| Kutipan Teks |
----------------

Setiap wanita punya kisah hebatnya masing-masing. Banyak inspirasi yang bisa didapat dari cerita seorang wanita. Seperti tulisan dari sahabat Vemale yang diikutsertakan dalam Lomba Rayakan Hari Perempuan Sedunia ini.
***
Aku perempuan berusia 21 tahun, tinggi badanku 151 cm, dan berat badanku 36 kg. Aku adalah orang yang sudah sangat sering mendapatkan sapaan, “Kamu semakin kurus ya," “Kok makin kecil aja sih?" “Ih Putri, kamu nggak gede-gede deh." Kadang, ada juga orang sok tahu yang akan bilang, “Putri, jangan-jangan kamu anoreksia," “Kamu stres ya?” “Kamu punya penyakit ya?” Aku pun selalu membalas mereka dengan senyum lalu dilanjut dengan candaan sederhana, aku tidak tersindir karena dugaan mereka tidak ada yang benar.

----------------

| Daftar Materi |

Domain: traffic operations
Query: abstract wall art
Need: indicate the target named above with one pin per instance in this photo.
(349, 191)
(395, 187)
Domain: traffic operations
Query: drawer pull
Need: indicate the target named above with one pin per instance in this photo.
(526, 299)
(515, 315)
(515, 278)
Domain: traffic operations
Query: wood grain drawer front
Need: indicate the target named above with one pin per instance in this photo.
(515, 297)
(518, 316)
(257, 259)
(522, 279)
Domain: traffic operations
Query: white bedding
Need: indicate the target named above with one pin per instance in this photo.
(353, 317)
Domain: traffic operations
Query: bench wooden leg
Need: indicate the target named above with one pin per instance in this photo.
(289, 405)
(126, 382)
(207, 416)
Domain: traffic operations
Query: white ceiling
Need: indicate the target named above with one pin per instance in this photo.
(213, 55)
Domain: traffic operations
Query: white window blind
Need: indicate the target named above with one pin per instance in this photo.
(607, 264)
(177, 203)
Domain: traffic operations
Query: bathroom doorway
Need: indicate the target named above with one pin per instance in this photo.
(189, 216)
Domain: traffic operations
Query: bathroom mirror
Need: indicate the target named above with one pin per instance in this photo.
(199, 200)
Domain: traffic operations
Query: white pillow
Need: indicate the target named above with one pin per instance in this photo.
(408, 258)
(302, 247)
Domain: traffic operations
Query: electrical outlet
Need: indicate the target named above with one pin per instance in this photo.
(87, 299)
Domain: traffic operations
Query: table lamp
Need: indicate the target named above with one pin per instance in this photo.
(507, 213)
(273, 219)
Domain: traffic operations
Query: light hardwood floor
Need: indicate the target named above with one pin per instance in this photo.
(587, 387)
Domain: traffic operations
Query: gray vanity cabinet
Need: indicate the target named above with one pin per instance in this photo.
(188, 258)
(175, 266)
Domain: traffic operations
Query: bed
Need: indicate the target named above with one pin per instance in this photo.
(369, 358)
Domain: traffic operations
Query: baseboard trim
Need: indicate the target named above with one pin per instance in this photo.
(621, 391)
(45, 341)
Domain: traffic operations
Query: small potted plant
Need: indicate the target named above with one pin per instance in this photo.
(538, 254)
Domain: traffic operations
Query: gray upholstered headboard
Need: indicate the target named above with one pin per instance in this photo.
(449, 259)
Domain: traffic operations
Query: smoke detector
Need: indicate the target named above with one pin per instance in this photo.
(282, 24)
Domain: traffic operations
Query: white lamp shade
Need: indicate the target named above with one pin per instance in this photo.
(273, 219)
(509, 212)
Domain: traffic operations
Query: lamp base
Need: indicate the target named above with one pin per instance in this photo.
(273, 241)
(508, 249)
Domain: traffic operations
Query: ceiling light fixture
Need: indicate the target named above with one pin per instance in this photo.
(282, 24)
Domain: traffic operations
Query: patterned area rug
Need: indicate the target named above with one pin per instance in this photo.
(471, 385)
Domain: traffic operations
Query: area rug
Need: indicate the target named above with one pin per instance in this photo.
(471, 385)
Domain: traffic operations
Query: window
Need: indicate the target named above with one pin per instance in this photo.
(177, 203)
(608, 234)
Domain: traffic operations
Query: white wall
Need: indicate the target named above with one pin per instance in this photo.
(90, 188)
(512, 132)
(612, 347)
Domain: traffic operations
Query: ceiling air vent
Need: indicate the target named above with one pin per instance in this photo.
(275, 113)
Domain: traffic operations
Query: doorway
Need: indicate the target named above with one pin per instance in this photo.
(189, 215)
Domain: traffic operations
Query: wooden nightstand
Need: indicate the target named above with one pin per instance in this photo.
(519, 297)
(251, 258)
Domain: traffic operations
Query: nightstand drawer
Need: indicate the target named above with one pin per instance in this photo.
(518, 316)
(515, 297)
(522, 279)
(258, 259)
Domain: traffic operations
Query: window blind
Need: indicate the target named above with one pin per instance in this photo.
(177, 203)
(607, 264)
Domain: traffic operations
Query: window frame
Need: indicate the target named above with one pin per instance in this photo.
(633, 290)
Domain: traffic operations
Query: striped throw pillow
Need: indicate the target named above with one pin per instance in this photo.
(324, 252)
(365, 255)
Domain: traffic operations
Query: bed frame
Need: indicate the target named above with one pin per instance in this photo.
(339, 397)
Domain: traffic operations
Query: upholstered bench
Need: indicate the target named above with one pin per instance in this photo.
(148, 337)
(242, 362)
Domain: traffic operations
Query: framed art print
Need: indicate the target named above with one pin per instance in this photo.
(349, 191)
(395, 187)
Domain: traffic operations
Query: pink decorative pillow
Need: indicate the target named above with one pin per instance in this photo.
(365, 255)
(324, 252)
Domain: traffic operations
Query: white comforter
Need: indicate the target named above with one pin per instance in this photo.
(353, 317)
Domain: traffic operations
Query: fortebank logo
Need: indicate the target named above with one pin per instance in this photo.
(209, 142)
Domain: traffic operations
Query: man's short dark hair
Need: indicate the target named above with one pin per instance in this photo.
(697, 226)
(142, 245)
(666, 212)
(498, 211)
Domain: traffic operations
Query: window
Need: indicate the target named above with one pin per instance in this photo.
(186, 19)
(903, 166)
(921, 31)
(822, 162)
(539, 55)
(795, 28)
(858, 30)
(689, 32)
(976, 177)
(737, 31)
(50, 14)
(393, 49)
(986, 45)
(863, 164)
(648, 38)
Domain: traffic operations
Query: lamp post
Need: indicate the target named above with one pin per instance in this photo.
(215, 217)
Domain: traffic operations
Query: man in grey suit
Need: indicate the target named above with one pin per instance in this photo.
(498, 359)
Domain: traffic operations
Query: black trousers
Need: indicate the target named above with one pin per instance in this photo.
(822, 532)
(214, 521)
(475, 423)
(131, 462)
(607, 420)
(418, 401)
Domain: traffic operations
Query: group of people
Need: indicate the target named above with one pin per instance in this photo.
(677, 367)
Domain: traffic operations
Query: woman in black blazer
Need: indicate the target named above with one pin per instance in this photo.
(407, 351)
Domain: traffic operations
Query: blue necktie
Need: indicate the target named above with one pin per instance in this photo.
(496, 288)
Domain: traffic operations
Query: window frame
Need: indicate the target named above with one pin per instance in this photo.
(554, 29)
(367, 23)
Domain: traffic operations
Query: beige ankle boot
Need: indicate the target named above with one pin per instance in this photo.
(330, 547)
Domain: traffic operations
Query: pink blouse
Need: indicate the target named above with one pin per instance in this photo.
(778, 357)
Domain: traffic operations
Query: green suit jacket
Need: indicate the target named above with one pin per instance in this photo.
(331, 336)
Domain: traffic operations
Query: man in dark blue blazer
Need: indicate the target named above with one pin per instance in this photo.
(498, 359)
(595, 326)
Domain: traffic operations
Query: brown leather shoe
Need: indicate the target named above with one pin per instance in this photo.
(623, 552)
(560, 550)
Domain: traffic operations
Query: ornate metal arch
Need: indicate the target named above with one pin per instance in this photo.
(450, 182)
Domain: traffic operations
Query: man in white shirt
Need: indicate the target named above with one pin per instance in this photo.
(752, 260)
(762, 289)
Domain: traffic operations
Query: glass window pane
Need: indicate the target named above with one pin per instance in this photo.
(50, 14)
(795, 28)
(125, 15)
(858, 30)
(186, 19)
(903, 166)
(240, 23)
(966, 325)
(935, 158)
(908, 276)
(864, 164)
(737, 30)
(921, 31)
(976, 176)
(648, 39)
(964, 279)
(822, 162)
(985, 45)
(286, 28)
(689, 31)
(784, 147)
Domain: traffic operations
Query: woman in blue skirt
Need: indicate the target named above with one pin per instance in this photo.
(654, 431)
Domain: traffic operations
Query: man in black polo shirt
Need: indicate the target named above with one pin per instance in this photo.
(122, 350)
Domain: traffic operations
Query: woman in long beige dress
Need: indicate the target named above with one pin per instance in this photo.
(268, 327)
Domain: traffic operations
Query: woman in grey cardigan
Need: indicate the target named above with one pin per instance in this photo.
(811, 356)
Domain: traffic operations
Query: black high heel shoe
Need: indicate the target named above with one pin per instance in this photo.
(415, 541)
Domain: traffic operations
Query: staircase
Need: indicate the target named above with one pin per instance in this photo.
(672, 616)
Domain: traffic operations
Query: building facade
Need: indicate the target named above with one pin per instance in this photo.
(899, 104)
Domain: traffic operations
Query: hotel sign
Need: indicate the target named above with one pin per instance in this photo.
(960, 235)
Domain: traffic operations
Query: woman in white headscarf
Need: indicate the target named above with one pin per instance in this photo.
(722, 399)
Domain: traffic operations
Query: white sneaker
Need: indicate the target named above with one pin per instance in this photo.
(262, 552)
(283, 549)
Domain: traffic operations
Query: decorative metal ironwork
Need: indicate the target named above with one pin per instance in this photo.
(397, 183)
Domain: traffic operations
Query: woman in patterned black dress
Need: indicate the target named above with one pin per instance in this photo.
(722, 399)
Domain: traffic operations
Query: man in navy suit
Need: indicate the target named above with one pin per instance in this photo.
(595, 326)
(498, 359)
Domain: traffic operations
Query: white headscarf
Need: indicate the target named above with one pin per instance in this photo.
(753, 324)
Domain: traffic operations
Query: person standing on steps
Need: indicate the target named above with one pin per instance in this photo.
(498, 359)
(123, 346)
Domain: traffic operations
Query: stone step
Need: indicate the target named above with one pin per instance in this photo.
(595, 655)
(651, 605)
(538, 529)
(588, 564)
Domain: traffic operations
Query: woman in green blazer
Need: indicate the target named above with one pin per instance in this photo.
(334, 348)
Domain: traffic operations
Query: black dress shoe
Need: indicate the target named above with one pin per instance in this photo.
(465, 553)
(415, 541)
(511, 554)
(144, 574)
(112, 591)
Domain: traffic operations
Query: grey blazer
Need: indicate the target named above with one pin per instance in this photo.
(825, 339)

----------------

| Perintah Tugas |
Lanjutkan kisah Putri tentang tubuhnya yang kurus, mulai setelah kalimat terakhir yang ditampilkan. Materi tersebut sama sekali tidak berperan di sini.

| Jawaban |
Sudah berkali-kali juga tubuhku dijadikan bahan candaan, seperti, “Muat nih kamu dimasukin ke box motor,” atau “Badanmu mirip tante X tuh pas muda,” lalu Tante X langsung buru-buru menolak sambil bilang, “Enggak, enak aja. Kamu tuh yang begitu!” dan bodohnya, lagi-lagi aku hanya bisa tersenyum. Kadang kalau sudah lelah aku pura-pura tidak mendengar, lalu pelan-pelan mengganti topik pembicaraan ke arah yang lebih umum.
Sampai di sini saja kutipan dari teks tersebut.